» Page excerpt
☆ ☆ ☆ ☆

The Real Deal - The Top 5 Overrated, Underrated, and Dual Land Future Sight Cards
Hey everyone, Ben here! Instead of a full set review this week, I'm going to run down fifteen cards in Future Sight that I think are currently being overvalued or undervalued. The list will be broken down into three sections — first I'll list the five cards from Future Sight that I think are being the most undervalued, then I'll list five that I think are being most overvalued, and then I'll talk about the five new Dual Lands from this set.
This article is virtually all strategy talk — so if you're looking for my typical glib look at the flavor, art, mechanics, history, trivia and such for Future Sight, that'll be coming next week!
Let's start this off with the five cards in this set that I currently think are being the most overlooked or undervalued:
I picked Aeon Chronicler as my “sleeper hit” of Planar Chaos. This time, I'm picking Tarmogoyf. He's low on the radar right now, and some people have been talking about him, but I'm just going to say that he's flat-out nuts.
What are the applications for Tarmogoyf? Well, he fits into Aggro-Loam in Extended. If you cast Devastating Dreams, you're going to end up with at least a creature, a land, and a sorcery in your graveyard (3/4 for G1). Depending on your opponent or your hand, you might get an Instant or artifact as well (4/5 for G1). He fits into that deck.
Aside from aggro-Loam, Tarmogoyf works wonders with dredge, fits like a glove in a deck that has burn to kill opposing creatures, and works just as well late-game as he does early (if built around). How often does your opponent cast turn 3 Compulsive Research, discarding a land, and follow it with turn 4 Wrath? That gives you a 3/4 creature for two mana (Sorcery, Land, Creature), which is nothing to laugh about — especially if you're Blue/Green and can now counter against retaliation.
Will Friggorid run Tarmogoyf in Extended? It's entirely possible to dredge up a first-turn Golgari Grave-Troll, and end up with an artifact, sorcery, enchantment, creature, and land in your graveyard on turn 2 — making for a 5/6 Tarmogoyf. Chances are you'll at least end up with a creature, land and sorcery, and that's discounting if your version reverts to playing Tolarian Winds for the explosive start (making the start even more explosive thanks to Tarmogoyf).
Pick up a playset of these while they're cheap.
Day of Destiny was a Legendary Enchantment, so you could only have one in play at a time, and
Legendary Creatures tend to either have a low power / toughness to mana cost because of special abilities, or cost a lot of mana (5+) for a large effect. This does not make for Day of Destiny being at the top end of the curve.

☆ ☆ ☆ ☆

» Records supplied
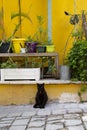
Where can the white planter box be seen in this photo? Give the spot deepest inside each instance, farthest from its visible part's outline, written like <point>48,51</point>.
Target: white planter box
<point>20,74</point>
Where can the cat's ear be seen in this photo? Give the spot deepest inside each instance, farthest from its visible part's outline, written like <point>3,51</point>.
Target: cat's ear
<point>37,84</point>
<point>42,84</point>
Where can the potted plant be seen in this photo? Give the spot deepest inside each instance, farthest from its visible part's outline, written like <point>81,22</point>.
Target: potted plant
<point>76,57</point>
<point>40,35</point>
<point>16,41</point>
<point>4,42</point>
<point>10,70</point>
<point>31,45</point>
<point>76,33</point>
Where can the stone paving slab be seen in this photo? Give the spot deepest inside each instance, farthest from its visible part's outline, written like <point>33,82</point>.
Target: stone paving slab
<point>55,116</point>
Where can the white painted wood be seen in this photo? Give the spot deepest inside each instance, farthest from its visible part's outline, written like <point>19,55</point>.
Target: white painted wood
<point>20,74</point>
<point>49,19</point>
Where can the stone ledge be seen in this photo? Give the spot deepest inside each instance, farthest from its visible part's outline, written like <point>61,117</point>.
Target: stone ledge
<point>46,81</point>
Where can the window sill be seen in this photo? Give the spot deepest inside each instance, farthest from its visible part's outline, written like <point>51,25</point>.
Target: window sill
<point>46,81</point>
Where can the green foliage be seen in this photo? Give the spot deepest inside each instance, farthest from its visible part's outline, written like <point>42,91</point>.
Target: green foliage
<point>9,64</point>
<point>77,60</point>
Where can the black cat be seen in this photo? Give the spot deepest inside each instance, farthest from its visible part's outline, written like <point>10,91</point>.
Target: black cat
<point>41,97</point>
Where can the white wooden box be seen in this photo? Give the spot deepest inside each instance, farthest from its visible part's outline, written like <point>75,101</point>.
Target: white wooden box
<point>20,74</point>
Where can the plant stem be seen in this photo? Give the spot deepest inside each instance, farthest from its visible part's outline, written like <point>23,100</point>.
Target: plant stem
<point>19,4</point>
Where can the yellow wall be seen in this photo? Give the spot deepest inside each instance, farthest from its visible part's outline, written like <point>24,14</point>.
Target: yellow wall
<point>22,94</point>
<point>61,27</point>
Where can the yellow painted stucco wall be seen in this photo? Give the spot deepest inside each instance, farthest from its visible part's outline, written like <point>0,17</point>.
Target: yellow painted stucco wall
<point>24,94</point>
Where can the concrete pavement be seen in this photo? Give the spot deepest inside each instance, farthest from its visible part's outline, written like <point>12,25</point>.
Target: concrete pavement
<point>55,116</point>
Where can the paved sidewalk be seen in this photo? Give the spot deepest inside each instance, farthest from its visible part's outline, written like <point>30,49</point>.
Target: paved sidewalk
<point>55,116</point>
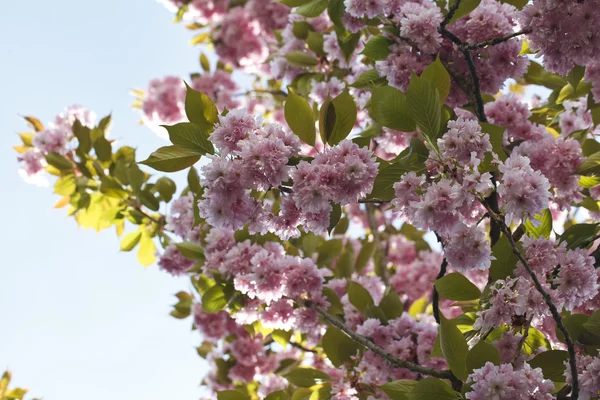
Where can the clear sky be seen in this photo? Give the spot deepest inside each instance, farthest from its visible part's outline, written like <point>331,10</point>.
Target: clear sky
<point>78,319</point>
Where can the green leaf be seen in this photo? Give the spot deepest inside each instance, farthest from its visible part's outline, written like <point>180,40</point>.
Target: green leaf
<point>171,159</point>
<point>131,240</point>
<point>575,76</point>
<point>301,59</point>
<point>191,250</point>
<point>191,137</point>
<point>424,106</point>
<point>59,162</point>
<point>578,234</point>
<point>315,41</point>
<point>377,48</point>
<point>334,216</point>
<point>544,225</point>
<point>432,388</point>
<point>391,305</point>
<point>454,347</point>
<point>496,134</point>
<point>439,76</point>
<point>338,347</point>
<point>398,390</point>
<point>194,181</point>
<point>552,363</point>
<point>359,296</point>
<point>364,255</point>
<point>232,395</point>
<point>412,159</point>
<point>300,117</point>
<point>465,7</point>
<point>481,353</point>
<point>345,117</point>
<point>204,63</point>
<point>505,261</point>
<point>589,165</point>
<point>336,11</point>
<point>200,109</point>
<point>147,250</point>
<point>103,149</point>
<point>282,337</point>
<point>369,79</point>
<point>312,9</point>
<point>214,299</point>
<point>344,265</point>
<point>148,199</point>
<point>166,188</point>
<point>389,107</point>
<point>306,377</point>
<point>456,286</point>
<point>65,186</point>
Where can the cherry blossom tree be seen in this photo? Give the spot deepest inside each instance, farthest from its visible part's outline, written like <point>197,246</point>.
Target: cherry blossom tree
<point>383,214</point>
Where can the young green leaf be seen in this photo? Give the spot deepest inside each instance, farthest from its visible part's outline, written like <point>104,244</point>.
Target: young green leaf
<point>191,137</point>
<point>456,286</point>
<point>454,347</point>
<point>338,347</point>
<point>171,159</point>
<point>300,118</point>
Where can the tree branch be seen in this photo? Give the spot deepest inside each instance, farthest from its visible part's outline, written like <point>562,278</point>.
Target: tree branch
<point>435,296</point>
<point>495,41</point>
<point>553,310</point>
<point>392,360</point>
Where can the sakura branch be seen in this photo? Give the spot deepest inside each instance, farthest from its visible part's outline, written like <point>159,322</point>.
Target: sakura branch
<point>395,361</point>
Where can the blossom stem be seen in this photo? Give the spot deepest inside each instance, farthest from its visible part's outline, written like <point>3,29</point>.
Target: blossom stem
<point>495,41</point>
<point>435,296</point>
<point>379,245</point>
<point>391,359</point>
<point>553,310</point>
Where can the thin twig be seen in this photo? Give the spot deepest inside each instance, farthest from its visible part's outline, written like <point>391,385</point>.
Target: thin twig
<point>435,296</point>
<point>391,359</point>
<point>381,247</point>
<point>553,310</point>
<point>495,41</point>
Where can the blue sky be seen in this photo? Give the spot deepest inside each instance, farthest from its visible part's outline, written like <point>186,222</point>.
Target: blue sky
<point>79,320</point>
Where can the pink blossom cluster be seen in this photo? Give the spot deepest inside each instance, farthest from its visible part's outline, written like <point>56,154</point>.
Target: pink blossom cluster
<point>55,138</point>
<point>568,276</point>
<point>173,262</point>
<point>523,191</point>
<point>505,382</point>
<point>418,23</point>
<point>563,32</point>
<point>403,337</point>
<point>588,373</point>
<point>267,276</point>
<point>342,174</point>
<point>252,157</point>
<point>164,100</point>
<point>180,219</point>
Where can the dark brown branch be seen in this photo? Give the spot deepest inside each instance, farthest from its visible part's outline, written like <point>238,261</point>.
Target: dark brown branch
<point>495,41</point>
<point>548,300</point>
<point>392,360</point>
<point>435,296</point>
<point>450,14</point>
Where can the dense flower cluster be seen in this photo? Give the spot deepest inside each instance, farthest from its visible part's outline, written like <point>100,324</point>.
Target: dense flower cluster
<point>505,382</point>
<point>164,101</point>
<point>55,138</point>
<point>563,32</point>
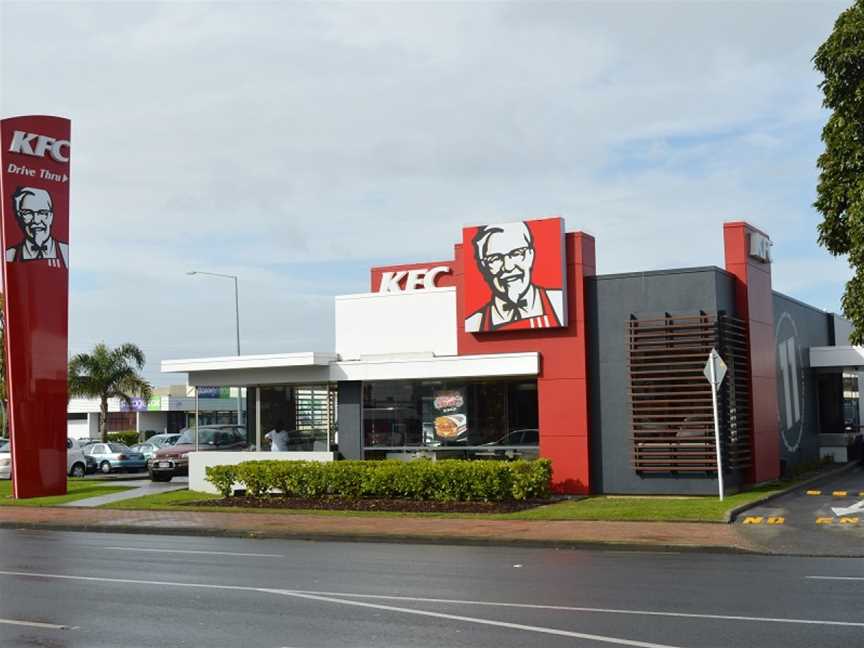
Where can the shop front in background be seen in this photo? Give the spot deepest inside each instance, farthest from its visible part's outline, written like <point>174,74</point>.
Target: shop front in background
<point>306,412</point>
<point>450,419</point>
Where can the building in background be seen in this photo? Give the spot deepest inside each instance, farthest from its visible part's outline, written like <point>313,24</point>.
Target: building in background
<point>169,409</point>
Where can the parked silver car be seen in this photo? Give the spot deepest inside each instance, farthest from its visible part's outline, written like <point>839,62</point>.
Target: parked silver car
<point>110,457</point>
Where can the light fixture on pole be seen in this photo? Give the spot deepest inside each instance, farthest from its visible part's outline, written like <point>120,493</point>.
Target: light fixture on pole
<point>236,320</point>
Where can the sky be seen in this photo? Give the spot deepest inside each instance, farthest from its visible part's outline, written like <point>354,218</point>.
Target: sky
<point>298,144</point>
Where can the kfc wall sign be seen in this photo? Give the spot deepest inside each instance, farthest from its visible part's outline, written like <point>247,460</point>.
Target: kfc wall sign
<point>411,279</point>
<point>34,230</point>
<point>515,276</point>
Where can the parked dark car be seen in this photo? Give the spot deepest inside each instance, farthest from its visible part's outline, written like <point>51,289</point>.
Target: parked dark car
<point>171,461</point>
<point>110,457</point>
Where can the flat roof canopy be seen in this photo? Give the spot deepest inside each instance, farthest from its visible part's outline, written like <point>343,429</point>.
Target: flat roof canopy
<point>836,357</point>
<point>314,367</point>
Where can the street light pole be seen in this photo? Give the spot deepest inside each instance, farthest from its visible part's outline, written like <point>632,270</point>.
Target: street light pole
<point>236,322</point>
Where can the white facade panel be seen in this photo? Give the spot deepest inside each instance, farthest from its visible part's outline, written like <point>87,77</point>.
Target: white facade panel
<point>78,429</point>
<point>420,321</point>
<point>837,357</point>
<point>479,366</point>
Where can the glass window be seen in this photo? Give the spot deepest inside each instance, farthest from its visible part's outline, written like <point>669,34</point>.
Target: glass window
<point>458,419</point>
<point>297,418</point>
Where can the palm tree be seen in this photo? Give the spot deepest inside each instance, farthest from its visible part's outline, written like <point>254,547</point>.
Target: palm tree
<point>108,373</point>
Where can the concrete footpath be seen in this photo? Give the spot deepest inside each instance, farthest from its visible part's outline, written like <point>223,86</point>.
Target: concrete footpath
<point>676,536</point>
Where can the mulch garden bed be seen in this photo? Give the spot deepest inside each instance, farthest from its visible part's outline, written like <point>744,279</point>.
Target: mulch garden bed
<point>399,506</point>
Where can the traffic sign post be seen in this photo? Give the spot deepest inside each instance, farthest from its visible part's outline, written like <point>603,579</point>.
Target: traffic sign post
<point>715,371</point>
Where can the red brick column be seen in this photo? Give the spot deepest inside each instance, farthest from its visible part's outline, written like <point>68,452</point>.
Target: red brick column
<point>562,385</point>
<point>755,304</point>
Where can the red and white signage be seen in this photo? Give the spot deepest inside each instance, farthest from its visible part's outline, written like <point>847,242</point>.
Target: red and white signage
<point>34,230</point>
<point>515,276</point>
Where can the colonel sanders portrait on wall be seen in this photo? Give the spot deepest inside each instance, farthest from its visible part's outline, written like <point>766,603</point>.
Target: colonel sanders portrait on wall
<point>505,256</point>
<point>34,213</point>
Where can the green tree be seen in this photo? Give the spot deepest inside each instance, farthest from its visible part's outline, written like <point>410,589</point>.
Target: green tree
<point>840,193</point>
<point>108,373</point>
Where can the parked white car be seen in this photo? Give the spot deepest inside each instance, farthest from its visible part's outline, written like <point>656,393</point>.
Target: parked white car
<point>76,464</point>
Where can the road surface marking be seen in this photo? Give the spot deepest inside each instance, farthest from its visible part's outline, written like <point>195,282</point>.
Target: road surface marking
<point>570,608</point>
<point>456,617</point>
<point>836,577</point>
<point>37,624</point>
<point>243,588</point>
<point>191,551</point>
<point>840,511</point>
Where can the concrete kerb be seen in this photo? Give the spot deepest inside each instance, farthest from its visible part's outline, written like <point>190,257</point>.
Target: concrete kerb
<point>731,514</point>
<point>648,547</point>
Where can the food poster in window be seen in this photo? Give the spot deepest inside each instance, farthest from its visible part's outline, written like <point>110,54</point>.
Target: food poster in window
<point>445,419</point>
<point>515,276</point>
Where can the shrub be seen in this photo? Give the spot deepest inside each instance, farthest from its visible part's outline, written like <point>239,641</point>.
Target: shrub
<point>126,437</point>
<point>443,481</point>
<point>223,478</point>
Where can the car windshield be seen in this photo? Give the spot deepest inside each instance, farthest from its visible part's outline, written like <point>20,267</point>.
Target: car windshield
<point>206,436</point>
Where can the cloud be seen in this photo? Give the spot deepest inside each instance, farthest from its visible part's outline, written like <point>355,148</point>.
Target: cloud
<point>295,144</point>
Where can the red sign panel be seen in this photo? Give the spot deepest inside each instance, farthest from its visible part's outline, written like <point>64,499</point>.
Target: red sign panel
<point>34,187</point>
<point>515,276</point>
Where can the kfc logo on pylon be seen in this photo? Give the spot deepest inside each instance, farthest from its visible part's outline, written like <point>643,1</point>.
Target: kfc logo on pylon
<point>38,145</point>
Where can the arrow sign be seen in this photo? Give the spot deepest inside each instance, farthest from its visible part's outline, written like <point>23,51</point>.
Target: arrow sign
<point>715,370</point>
<point>855,508</point>
<point>715,378</point>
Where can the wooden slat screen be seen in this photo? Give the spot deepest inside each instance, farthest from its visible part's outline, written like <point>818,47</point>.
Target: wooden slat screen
<point>672,421</point>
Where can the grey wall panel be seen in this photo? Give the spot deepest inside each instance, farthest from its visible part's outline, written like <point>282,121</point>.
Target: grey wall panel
<point>611,300</point>
<point>350,413</point>
<point>797,327</point>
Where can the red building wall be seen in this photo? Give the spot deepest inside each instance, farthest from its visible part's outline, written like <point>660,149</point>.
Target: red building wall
<point>562,385</point>
<point>755,304</point>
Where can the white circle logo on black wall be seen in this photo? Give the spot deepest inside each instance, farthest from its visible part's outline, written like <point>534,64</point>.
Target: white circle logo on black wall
<point>790,379</point>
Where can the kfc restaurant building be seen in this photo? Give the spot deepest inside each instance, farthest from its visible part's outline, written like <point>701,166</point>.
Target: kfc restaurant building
<point>515,347</point>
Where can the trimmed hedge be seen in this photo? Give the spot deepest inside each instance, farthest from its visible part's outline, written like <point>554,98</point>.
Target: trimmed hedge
<point>442,481</point>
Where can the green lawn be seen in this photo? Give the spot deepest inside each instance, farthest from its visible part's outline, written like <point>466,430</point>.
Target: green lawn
<point>662,509</point>
<point>76,489</point>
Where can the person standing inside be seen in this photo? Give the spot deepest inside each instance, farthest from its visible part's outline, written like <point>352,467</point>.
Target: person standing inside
<point>278,438</point>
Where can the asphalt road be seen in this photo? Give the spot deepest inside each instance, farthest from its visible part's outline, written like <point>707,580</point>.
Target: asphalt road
<point>113,590</point>
<point>823,519</point>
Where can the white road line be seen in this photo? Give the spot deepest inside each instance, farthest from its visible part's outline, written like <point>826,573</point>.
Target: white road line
<point>191,551</point>
<point>343,595</point>
<point>37,624</point>
<point>569,608</point>
<point>835,577</point>
<point>498,624</point>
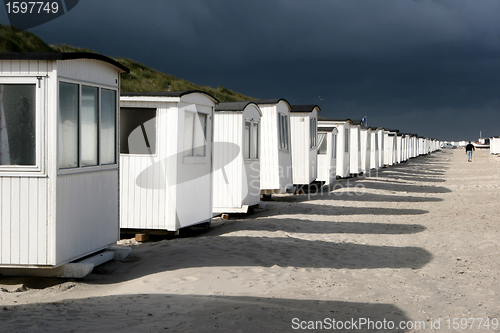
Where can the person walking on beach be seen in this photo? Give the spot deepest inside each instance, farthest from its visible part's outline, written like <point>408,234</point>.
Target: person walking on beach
<point>468,149</point>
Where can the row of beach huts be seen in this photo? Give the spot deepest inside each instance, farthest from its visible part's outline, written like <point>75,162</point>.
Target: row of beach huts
<point>79,161</point>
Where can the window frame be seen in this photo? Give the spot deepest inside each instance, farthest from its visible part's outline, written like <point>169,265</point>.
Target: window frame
<point>253,157</point>
<point>197,159</point>
<point>156,131</point>
<point>99,166</point>
<point>37,170</point>
<point>283,132</point>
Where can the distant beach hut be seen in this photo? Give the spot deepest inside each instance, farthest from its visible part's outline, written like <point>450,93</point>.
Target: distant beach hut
<point>58,162</point>
<point>355,144</point>
<point>399,148</point>
<point>327,154</point>
<point>166,160</point>
<point>366,148</point>
<point>375,148</point>
<point>276,158</point>
<point>390,144</point>
<point>236,178</point>
<point>381,146</point>
<point>304,137</point>
<point>343,143</point>
<point>495,145</point>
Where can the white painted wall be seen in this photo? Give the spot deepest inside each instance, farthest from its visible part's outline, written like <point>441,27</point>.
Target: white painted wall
<point>237,184</point>
<point>327,163</point>
<point>275,163</point>
<point>49,217</point>
<point>304,158</point>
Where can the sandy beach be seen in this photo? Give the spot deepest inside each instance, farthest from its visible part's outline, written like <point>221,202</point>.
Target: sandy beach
<point>417,242</point>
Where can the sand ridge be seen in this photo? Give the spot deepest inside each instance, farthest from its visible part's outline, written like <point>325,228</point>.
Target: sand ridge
<point>414,242</point>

☆ ☆ ☆ ☆

Please extend the Future Sight card article from its last sentence. The records play no part here.

» Response area
Let's be straight here — White Weenie (and now Mono-Green Aggro) has played Glorious Anthem (and Gaea's Anthem) in the right metagames. Muraganda Petroglyphs gives double the boost of power/toughness than either of those cards, but at three drawbacks — it costs one more mana (four versus three), it affects your opponent's creatures (if they have no abilities), and you can only use it with Vanilla creatures.
Well, let's take a look at the creatures in Standard. I've compiled a list of every vanilla creature in the format. This also includes every morph creature (a face-down morph creature is a 2/2 creature with no abilities), and token-creature generators (ones that make token creatures with no abilities). After combing over the list, here are the notable cards:
Savannah Lions (W, 2/1)
Watchwolf (GW, 3/3)
Blade of the Sixth Pride (W1, 3/1)
Elvish Warrior (GG, 2/3)
Selesnya Guildmage (GG or GW or WW, 2/2. G3: Make a 1/1)
Fists of Ironwood (G1, 2x 1/1)
Nessian Courser (G2, 3/3)
Trained Armodon (GG1, 3/3)
Call of the Herd (G2, 3/3 and then G3, 3/3)
Thelonite Hermit (Morph, GG3: Make 4x 1/1's)
Sprout Swarm (G4, Make a 1/1, convoke)
Zoetic Cavern (Land, Morph)
Vitu-Ghazi, the City-Tree (Land, GW2: Make a 1/1)
Urza's Factory (Land, 7: Make a 2/2)
This doesn't include splashing Blue for any number of good morph cards, splashing Red for Mogg War Marshal and Pact of the Titans, or interactions with Empty the Warrens. From just a list of the White/Green cards above, you could make one really aggro deck.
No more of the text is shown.